* Begin *
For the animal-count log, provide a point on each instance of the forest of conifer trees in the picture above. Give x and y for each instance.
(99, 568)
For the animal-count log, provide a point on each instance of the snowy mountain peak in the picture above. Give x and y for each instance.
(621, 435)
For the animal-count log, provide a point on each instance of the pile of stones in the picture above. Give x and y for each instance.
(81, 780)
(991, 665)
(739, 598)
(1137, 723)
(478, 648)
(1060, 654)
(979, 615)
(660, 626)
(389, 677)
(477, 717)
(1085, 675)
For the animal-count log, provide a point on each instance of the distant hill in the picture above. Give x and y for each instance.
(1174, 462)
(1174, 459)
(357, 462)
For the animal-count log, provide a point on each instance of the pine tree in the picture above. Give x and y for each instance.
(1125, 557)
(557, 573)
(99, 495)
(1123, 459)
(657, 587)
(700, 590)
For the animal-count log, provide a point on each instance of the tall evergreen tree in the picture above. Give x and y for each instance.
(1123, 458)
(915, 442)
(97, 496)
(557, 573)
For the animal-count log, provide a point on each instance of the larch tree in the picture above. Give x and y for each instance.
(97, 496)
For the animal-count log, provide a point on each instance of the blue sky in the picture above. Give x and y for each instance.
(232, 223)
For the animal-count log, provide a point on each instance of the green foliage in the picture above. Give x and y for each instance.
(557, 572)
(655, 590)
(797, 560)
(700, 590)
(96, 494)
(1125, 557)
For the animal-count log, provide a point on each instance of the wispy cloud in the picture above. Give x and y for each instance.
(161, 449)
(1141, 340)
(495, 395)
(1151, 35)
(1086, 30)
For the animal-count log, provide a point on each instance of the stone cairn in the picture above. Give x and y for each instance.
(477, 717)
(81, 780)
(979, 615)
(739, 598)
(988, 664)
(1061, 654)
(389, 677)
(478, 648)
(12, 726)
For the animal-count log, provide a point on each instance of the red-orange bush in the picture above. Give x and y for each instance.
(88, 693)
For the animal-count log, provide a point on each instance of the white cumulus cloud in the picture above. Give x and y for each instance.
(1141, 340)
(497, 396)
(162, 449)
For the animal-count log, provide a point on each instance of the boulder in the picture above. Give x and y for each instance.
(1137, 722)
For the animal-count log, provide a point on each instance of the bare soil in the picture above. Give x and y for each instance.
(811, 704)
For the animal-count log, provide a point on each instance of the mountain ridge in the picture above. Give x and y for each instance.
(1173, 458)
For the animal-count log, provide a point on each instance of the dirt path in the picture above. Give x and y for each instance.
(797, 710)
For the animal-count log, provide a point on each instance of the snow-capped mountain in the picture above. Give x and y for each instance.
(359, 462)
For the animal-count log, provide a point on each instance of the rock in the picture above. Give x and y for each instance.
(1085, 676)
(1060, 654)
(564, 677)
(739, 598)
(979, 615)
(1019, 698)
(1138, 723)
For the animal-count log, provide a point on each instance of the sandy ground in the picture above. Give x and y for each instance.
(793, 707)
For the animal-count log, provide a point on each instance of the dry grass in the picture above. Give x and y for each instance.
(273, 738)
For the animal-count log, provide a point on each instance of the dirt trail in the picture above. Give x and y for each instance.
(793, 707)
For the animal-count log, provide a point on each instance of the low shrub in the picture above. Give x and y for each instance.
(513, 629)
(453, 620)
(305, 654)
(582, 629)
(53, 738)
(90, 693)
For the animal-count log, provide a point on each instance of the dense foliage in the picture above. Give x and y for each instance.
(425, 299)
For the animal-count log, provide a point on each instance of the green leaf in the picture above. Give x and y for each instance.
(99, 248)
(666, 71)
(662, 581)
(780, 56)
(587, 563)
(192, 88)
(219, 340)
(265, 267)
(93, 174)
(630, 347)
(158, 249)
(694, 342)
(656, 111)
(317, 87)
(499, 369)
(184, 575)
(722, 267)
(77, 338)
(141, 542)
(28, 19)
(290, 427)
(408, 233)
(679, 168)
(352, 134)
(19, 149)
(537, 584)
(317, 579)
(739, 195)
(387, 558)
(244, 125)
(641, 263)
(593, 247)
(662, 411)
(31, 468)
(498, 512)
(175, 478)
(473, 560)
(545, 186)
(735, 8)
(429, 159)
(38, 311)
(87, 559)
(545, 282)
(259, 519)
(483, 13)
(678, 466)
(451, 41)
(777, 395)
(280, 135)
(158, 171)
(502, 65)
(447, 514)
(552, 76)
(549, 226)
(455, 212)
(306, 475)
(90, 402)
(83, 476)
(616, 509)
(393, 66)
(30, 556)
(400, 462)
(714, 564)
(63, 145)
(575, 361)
* End *
*Directions:*
Please quote nothing but the lines from the line with "the green leaf" through the end of the data above, exactly as written, ends included.

*Reply:*
For the animal-count log, provide a point on each instance of the green leaf in the picture above. Give x and y for each instance.
(99, 248)
(666, 71)
(662, 581)
(780, 56)
(587, 563)
(192, 88)
(219, 340)
(265, 267)
(93, 174)
(630, 347)
(158, 249)
(694, 342)
(656, 111)
(317, 87)
(499, 369)
(184, 575)
(722, 267)
(77, 338)
(141, 542)
(28, 19)
(290, 427)
(408, 233)
(679, 168)
(352, 134)
(19, 149)
(537, 584)
(317, 579)
(739, 195)
(387, 558)
(244, 125)
(641, 263)
(593, 247)
(662, 411)
(31, 468)
(498, 512)
(175, 478)
(473, 560)
(545, 186)
(735, 8)
(429, 159)
(38, 311)
(87, 559)
(545, 282)
(259, 519)
(483, 13)
(678, 466)
(451, 41)
(777, 395)
(280, 135)
(158, 171)
(502, 65)
(447, 514)
(552, 76)
(549, 226)
(455, 212)
(306, 475)
(90, 402)
(83, 476)
(616, 509)
(393, 66)
(30, 556)
(400, 462)
(714, 564)
(63, 145)
(575, 361)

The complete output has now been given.